◆ **The request**:
Pull together every line in the data below that contains the word "black", copying each one in full.

◆ **Input records**:
________________
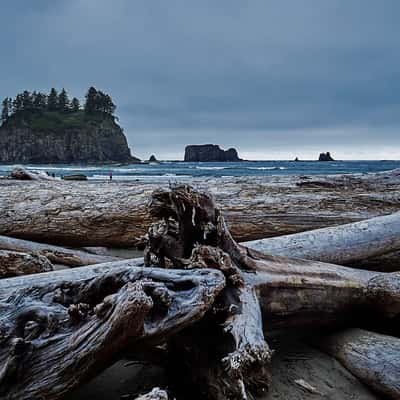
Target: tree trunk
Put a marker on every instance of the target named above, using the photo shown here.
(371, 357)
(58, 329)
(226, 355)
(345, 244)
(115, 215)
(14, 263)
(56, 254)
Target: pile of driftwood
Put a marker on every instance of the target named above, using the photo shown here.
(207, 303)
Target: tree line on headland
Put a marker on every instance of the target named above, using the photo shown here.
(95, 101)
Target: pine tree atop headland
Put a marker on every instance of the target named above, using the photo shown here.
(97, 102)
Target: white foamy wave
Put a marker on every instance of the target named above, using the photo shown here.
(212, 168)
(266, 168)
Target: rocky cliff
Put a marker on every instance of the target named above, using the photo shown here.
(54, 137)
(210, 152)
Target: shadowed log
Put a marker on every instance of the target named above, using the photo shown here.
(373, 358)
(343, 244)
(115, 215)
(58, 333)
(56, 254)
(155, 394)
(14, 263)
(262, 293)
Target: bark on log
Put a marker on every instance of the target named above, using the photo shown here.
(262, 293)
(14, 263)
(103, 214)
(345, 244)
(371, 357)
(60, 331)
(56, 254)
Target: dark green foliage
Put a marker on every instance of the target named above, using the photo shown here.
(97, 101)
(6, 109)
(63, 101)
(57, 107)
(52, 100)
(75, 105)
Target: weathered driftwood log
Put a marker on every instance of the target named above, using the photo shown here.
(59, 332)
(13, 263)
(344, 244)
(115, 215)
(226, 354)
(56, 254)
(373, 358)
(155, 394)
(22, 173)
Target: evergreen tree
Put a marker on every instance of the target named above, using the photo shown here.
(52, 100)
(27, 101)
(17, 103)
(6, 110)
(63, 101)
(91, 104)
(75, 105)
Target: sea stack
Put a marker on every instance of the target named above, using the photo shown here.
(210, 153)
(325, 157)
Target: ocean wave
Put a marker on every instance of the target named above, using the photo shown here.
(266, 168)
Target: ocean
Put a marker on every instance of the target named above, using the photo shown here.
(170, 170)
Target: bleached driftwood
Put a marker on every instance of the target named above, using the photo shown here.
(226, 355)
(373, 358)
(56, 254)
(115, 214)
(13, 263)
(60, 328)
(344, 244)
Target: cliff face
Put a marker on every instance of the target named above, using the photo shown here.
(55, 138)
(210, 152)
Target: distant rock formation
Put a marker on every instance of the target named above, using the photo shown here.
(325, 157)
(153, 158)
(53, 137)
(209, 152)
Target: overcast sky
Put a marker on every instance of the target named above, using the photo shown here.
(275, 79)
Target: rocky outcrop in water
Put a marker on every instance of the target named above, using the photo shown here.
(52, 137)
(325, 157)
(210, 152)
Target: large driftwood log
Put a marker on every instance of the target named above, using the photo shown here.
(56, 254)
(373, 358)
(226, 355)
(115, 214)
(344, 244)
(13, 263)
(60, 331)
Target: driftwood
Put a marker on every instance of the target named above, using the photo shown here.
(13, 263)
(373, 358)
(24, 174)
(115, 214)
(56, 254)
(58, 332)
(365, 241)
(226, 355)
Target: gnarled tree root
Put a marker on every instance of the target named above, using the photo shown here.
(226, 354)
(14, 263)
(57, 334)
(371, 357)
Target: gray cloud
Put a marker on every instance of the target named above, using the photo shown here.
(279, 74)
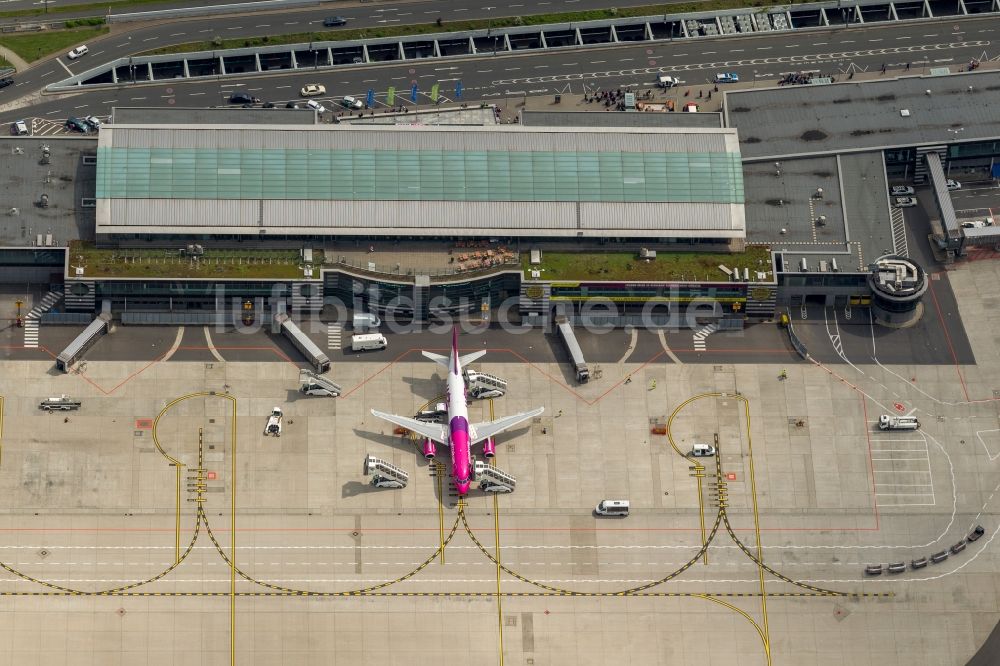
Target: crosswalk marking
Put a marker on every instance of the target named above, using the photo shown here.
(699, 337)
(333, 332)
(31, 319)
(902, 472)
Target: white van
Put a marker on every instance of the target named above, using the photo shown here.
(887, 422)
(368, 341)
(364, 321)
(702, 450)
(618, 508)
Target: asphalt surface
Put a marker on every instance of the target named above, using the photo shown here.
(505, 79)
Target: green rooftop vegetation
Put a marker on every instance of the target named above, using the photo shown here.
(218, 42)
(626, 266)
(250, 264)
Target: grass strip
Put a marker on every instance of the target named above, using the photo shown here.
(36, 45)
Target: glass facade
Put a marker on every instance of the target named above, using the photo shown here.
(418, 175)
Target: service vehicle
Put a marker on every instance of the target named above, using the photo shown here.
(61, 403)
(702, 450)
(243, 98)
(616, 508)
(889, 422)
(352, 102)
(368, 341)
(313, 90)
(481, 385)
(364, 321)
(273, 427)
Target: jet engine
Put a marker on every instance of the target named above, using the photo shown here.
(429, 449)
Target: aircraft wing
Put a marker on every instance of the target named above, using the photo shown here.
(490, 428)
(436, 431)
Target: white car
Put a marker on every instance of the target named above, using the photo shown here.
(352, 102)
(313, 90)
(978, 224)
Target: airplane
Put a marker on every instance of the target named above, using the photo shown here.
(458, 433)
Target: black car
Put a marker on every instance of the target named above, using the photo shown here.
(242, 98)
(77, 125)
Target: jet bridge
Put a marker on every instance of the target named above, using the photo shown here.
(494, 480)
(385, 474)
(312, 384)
________________
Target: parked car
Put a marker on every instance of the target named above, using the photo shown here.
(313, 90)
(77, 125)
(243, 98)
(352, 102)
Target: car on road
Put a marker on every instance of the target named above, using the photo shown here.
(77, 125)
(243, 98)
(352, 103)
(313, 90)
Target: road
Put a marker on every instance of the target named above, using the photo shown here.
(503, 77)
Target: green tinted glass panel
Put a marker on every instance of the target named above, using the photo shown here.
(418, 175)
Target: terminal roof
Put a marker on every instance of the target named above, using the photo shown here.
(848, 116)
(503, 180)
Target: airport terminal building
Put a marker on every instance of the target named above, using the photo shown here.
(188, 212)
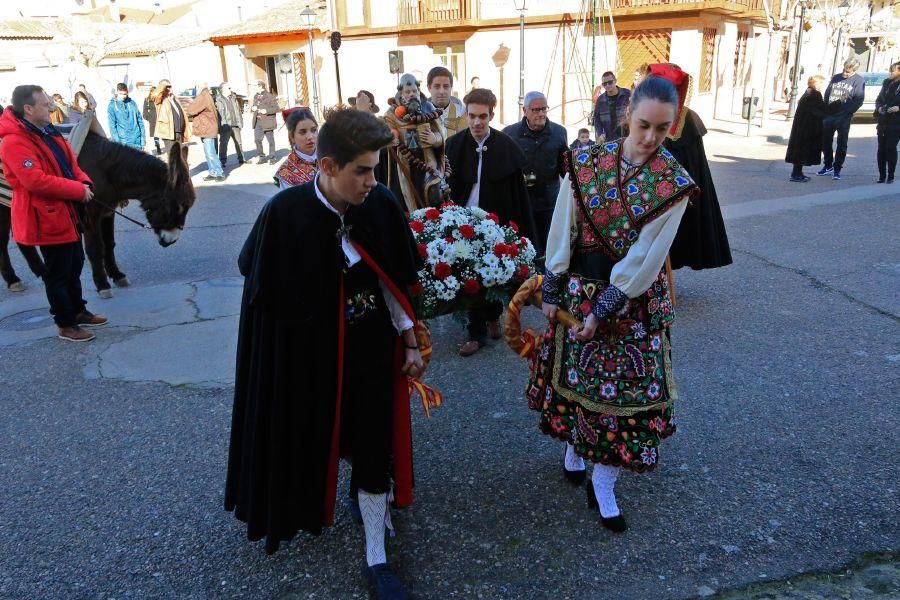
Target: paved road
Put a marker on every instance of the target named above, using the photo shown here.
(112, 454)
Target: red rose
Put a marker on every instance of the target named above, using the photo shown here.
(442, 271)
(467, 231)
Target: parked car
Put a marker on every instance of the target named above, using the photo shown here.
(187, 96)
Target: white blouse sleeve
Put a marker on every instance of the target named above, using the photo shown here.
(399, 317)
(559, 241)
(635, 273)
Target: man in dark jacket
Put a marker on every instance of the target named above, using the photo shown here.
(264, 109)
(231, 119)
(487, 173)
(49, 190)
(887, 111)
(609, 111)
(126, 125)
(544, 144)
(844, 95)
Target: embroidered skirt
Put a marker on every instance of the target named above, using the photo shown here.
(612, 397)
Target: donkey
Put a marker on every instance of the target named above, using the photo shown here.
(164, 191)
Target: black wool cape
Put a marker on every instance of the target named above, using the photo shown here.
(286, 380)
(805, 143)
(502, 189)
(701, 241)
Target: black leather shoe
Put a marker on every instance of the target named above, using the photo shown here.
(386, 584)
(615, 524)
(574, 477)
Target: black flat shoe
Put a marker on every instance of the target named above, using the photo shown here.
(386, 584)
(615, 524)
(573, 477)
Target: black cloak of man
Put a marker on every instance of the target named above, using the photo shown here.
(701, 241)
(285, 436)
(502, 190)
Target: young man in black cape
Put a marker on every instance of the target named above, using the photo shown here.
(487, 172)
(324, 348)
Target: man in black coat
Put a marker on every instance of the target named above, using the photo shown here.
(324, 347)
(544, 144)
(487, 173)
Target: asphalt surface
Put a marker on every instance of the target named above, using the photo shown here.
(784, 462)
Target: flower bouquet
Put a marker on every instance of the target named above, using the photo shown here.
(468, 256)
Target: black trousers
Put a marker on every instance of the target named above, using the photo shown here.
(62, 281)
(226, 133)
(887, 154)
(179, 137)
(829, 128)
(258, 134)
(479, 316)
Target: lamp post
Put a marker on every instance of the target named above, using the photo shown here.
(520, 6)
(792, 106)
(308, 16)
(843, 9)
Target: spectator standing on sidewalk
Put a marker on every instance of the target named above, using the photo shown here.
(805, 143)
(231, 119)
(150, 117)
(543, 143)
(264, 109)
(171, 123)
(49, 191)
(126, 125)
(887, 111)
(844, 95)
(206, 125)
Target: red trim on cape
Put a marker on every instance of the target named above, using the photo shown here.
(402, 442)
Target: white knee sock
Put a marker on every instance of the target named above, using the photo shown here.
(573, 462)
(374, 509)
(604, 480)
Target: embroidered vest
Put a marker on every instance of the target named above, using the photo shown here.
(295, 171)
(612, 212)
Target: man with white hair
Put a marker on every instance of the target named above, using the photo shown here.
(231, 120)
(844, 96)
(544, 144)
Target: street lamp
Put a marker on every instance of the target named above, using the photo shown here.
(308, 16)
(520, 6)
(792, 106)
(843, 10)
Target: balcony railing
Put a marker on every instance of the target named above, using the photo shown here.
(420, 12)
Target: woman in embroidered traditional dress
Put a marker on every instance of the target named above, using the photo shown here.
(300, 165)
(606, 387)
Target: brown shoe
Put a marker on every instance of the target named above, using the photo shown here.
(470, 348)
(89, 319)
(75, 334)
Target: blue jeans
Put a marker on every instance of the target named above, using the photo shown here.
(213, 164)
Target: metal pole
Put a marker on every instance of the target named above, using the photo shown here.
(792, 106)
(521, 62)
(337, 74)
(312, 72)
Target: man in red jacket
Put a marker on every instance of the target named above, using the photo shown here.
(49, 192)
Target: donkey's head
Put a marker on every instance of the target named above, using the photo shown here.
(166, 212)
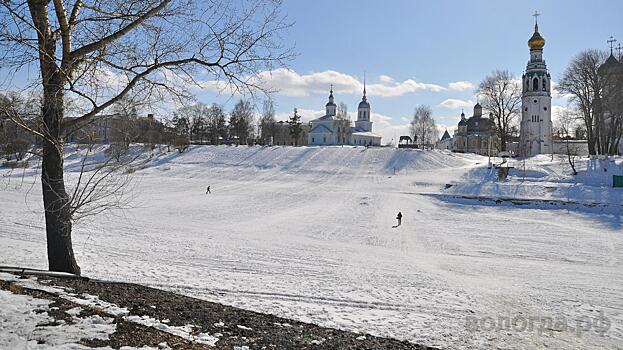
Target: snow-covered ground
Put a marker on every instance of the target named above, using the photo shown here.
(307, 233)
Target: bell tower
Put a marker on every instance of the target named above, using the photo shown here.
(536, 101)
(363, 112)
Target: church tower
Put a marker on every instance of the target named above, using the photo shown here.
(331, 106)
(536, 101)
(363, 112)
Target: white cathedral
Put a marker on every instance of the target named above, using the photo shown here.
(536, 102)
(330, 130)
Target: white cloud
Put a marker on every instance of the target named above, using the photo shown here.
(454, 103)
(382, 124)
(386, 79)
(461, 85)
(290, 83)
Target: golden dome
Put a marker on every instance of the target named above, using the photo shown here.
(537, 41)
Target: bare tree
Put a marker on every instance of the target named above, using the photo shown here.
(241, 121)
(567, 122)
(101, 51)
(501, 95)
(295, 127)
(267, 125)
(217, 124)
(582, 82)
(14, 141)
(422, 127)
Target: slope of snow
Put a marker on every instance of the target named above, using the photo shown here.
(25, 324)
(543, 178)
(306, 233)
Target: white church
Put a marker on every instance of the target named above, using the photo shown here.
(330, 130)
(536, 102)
________________
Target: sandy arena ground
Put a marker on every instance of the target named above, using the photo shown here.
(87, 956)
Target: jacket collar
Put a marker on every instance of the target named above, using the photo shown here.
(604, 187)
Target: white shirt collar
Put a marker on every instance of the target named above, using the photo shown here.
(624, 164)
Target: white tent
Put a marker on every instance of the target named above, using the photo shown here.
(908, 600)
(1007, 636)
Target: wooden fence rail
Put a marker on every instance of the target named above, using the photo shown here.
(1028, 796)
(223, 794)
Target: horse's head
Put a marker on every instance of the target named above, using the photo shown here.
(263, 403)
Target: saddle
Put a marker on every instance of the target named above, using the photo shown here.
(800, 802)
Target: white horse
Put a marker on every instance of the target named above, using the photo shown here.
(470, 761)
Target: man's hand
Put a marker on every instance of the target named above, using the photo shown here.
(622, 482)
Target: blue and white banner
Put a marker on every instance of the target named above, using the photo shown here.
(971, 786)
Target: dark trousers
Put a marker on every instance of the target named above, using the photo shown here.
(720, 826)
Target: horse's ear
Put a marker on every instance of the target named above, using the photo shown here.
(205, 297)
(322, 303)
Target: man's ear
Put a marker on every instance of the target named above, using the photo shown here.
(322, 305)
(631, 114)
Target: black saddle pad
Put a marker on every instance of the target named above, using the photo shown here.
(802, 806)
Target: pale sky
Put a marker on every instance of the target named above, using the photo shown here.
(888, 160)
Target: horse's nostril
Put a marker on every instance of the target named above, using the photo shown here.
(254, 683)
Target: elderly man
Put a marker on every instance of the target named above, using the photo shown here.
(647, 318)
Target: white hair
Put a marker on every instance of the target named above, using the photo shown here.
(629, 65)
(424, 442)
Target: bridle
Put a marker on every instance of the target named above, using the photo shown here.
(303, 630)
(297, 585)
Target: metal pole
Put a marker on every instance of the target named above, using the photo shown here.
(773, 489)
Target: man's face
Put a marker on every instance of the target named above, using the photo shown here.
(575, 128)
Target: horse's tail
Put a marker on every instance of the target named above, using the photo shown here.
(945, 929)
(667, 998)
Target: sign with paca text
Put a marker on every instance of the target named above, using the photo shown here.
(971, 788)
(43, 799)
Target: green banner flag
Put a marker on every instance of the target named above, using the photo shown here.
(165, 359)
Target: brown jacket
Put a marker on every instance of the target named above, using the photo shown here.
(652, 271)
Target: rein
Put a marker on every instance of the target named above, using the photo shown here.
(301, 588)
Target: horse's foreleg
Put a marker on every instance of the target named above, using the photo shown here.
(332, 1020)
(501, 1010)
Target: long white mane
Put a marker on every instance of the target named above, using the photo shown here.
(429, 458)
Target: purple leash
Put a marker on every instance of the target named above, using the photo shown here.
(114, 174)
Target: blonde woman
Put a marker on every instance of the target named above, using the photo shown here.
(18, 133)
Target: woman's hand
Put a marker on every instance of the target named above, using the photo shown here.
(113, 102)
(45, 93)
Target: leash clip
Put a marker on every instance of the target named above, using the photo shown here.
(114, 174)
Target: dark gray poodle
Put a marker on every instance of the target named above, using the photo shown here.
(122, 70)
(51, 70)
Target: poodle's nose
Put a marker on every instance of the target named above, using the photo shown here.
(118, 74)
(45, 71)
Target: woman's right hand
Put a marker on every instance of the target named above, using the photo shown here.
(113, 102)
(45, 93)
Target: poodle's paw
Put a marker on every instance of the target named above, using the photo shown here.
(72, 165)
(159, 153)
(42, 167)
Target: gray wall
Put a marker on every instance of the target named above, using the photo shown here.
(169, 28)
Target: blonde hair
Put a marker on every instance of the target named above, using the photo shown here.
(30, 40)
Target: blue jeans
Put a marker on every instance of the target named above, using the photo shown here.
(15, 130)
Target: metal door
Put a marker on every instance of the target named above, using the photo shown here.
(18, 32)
________________
◆ **Completed exercise**:
Target: black car
Target: black wool cape
Target: black leather shoe
Target: black flat shoe
Target: black cloak of man
Target: young man in black cape
Target: man in black coat
Target: black trousers
Target: black saddle pad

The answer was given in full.